** start **
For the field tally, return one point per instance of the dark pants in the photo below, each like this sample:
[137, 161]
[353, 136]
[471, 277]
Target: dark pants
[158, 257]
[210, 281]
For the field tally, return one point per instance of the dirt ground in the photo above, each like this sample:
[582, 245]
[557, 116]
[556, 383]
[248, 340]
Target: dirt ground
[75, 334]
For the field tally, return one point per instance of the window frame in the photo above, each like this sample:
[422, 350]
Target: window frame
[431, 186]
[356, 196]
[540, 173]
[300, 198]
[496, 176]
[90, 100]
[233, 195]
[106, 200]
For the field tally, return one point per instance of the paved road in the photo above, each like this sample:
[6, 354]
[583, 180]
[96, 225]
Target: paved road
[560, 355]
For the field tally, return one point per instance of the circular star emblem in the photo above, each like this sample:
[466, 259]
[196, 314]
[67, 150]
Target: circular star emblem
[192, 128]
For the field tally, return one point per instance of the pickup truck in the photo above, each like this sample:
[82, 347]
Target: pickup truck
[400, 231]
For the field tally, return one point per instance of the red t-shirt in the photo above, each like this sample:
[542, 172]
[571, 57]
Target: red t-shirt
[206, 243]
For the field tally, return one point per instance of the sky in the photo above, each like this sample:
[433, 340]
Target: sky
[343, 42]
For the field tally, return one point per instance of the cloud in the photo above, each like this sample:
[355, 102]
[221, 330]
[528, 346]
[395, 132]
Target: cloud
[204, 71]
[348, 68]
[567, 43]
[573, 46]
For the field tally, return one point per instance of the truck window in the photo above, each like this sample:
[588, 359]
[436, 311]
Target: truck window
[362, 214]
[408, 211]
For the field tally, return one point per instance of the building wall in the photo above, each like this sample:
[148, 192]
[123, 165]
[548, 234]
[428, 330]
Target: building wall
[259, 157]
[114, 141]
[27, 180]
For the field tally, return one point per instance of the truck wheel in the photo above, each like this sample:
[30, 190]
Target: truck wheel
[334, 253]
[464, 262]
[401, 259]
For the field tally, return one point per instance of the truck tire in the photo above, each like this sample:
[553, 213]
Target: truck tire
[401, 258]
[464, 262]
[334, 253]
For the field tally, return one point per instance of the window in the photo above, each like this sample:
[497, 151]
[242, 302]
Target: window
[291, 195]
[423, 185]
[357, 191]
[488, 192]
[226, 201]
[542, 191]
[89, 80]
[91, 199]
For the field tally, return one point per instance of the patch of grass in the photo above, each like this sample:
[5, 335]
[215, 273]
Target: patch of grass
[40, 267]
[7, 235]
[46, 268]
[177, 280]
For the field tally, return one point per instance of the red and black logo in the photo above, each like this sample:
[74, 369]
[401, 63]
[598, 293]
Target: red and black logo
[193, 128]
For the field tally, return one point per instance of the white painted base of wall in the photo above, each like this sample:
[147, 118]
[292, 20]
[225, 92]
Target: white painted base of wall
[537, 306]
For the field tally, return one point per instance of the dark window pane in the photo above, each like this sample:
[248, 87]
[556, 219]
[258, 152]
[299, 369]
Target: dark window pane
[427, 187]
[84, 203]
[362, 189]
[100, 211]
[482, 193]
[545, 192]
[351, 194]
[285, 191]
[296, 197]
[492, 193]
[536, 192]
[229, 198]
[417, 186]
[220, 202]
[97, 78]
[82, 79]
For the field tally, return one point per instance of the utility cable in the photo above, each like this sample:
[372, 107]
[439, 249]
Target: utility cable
** end **
**Given request**: Reproduce every line of the data verbatim.

**Answer to the problem**:
For the field tally, return one point per instance of the dark pants in the photo below, each like this sample:
[137, 161]
[353, 136]
[471, 277]
Target: dark pants
[158, 257]
[210, 281]
For the field tally, return one point per instance of the dirt ground in the photo above, each like this sample:
[582, 245]
[557, 116]
[556, 383]
[248, 340]
Target: dirt ground
[75, 334]
For the field tally, return one point per instance of the window frame in the photo above, each like this sample:
[422, 350]
Target: window frame
[431, 186]
[356, 196]
[540, 173]
[300, 198]
[496, 176]
[90, 100]
[233, 195]
[106, 200]
For the field tally, return one point per instance of the paved road in the photo above, each like this sample:
[6, 354]
[583, 180]
[96, 225]
Target: paved road
[560, 355]
For the field tally, return one point per instance of the circular star emblem in the photo above, each like this sample:
[466, 259]
[196, 314]
[67, 150]
Target: circular star emblem
[192, 128]
For the field tally, return one point per instance of the pickup truck in the photo above, each like this sample:
[82, 347]
Target: pickup truck
[400, 231]
For the field tally, return one point per instance of the red t-shirt in the photo above, each like this sample:
[542, 172]
[571, 57]
Target: red t-shirt
[206, 243]
For the field tally, return one point per instance of the sky in the photo above, each like this sample:
[433, 340]
Target: sky
[343, 42]
For the field tally, return one point per instance of the cloud in the photo above, each like this sample:
[355, 102]
[221, 330]
[528, 346]
[395, 132]
Target: cloud
[204, 71]
[348, 68]
[567, 43]
[573, 46]
For the field tally, return one point per instance of the truck window in the photo above, each like this sample:
[588, 359]
[436, 311]
Target: truck window
[362, 214]
[408, 211]
For the field tally, return one point per instance of the building wall in the photo above, each like this sample:
[148, 192]
[123, 165]
[548, 234]
[428, 330]
Target: building wall
[259, 157]
[114, 141]
[27, 180]
For the field tally, return one point per instance of the truck wheel in the photo above, each like this sample:
[30, 190]
Target: truck wheel
[334, 253]
[464, 262]
[401, 259]
For the field tally, return one point per instance of the truck tire in the photo above, each like this sample:
[553, 213]
Target: truck tire
[401, 258]
[464, 262]
[334, 253]
For the field tally, return one point per instance of the window in the photo above, each like this sample:
[497, 151]
[242, 302]
Target: window
[291, 195]
[423, 185]
[357, 191]
[488, 192]
[226, 201]
[542, 191]
[89, 80]
[91, 199]
For the field tally, return one point per instance of the patch of grass in the photo above, each like this sample:
[5, 335]
[215, 273]
Target: patch of grass
[40, 267]
[7, 235]
[46, 268]
[177, 280]
For the field tally, return one point per instance of the red and black logo in the photo above, each like this sample:
[74, 369]
[401, 63]
[598, 293]
Target: red and black logo
[193, 128]
For the field tally, return one point per instance of the white painted base of wall in the photo above, each like this sample:
[147, 118]
[292, 20]
[225, 92]
Target: white painted base of wall
[537, 306]
For the field tally, return one point per instance of the dark window pane in the photo above, each like this sample:
[248, 87]
[556, 219]
[258, 152]
[299, 369]
Target: dark window pane
[427, 187]
[84, 203]
[362, 189]
[100, 211]
[482, 193]
[545, 192]
[351, 194]
[285, 191]
[296, 197]
[492, 193]
[536, 192]
[229, 198]
[417, 186]
[220, 202]
[97, 78]
[82, 79]
For the field tally, return one point per instance of the utility cable in the photo above, each like this sample:
[372, 107]
[439, 249]
Target: utility cable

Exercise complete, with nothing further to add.